[Coordinate annotation entries]

________________________

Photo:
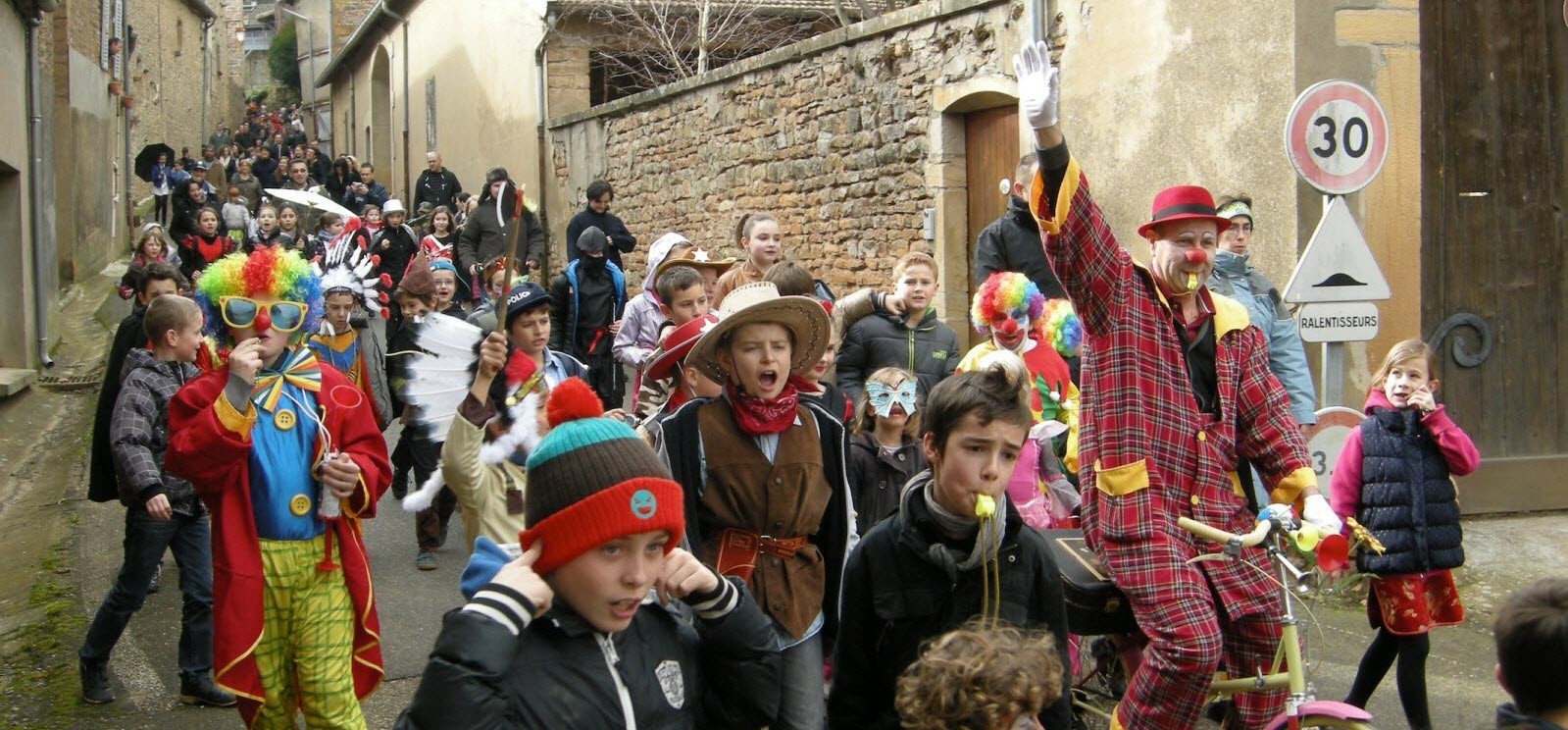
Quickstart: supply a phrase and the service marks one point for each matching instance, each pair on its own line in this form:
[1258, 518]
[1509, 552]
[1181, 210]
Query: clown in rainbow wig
[1010, 310]
[287, 457]
[351, 294]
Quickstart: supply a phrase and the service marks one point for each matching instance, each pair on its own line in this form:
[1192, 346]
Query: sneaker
[203, 691]
[94, 682]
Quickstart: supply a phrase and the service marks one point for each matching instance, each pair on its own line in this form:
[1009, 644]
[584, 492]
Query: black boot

________________________

## What is asked
Reproduce all of the records above word for word, omitting the pictures.

## Task result
Photo:
Quickstart: supply a phrase and the service marks one point for each matching instance, each pair on its own line in this form:
[1258, 518]
[1509, 552]
[1181, 210]
Query: clown in rainbow wig
[1010, 310]
[287, 457]
[351, 294]
Quickstart: supply a phrase and the service marks one point for each matching instance, each pair on its own line in this form:
[1192, 346]
Query: sneaker
[203, 691]
[94, 682]
Quickstart: supply a phrase and the service marks one point for each matching instance, each pair on its own line in this form:
[1009, 644]
[584, 492]
Query: black boot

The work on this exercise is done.